◆ Records for processing:
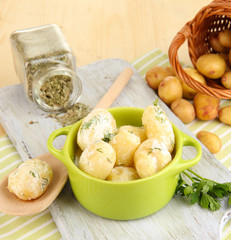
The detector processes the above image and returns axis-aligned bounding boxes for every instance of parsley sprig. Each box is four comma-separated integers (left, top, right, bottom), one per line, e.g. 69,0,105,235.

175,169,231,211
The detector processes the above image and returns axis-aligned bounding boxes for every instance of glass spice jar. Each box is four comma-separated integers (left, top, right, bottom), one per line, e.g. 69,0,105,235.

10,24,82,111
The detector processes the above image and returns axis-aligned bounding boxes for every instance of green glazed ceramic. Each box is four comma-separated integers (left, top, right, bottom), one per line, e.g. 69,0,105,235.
...
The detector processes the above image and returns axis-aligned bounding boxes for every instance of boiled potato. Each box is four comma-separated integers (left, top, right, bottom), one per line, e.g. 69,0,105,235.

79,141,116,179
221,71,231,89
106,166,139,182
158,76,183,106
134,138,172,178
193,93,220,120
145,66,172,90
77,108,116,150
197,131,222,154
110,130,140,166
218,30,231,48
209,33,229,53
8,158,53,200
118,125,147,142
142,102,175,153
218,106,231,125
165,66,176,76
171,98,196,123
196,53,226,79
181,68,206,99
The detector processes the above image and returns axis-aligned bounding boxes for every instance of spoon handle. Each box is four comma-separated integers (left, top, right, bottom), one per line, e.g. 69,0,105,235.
---
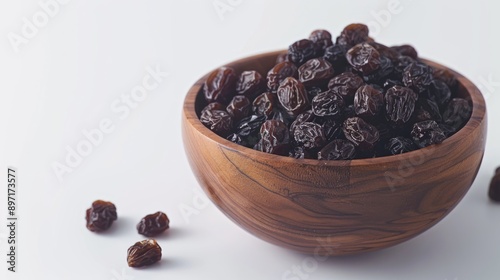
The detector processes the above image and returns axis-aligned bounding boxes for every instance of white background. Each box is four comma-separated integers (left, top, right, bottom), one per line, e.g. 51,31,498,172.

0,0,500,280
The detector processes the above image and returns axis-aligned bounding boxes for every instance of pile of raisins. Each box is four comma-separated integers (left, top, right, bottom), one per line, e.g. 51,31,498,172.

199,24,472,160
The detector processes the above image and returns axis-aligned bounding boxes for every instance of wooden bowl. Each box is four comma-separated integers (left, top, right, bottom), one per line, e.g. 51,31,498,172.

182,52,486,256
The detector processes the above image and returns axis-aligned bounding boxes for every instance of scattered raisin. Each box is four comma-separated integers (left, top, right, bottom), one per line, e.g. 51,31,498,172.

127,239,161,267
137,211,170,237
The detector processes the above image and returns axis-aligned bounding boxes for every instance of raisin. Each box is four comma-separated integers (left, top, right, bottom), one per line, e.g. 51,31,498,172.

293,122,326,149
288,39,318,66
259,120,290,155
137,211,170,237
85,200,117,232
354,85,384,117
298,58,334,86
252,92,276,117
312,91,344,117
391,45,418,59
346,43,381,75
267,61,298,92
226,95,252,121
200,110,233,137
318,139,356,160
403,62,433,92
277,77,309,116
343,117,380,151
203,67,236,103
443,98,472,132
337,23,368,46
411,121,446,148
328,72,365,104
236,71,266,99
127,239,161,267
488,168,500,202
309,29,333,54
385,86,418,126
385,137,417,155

◆ What is asked:
Reproduce the material word for word, starting at the line that contains "instance of raisin." and ending at the line that contains "385,137,417,155", with both of those lines included.

◆ Reply:
The detector processes the above image and returns axis-aligned bounding boxes for every instance of raisin. Each box is four comma-separated integers (left, top, right, bottom), one per line, e.g. 51,31,498,172.

293,122,326,149
288,39,318,66
259,120,290,155
137,211,170,237
85,200,117,232
354,85,384,117
298,58,334,86
252,92,276,117
312,91,344,117
391,45,418,59
346,43,381,75
267,61,298,92
226,95,252,121
200,110,233,137
318,139,356,160
403,62,433,92
277,77,309,116
343,117,380,151
203,67,236,103
443,98,472,132
337,23,368,46
411,121,446,148
328,72,365,104
236,71,266,99
127,239,161,267
488,168,500,202
309,29,333,54
385,86,418,126
385,137,417,155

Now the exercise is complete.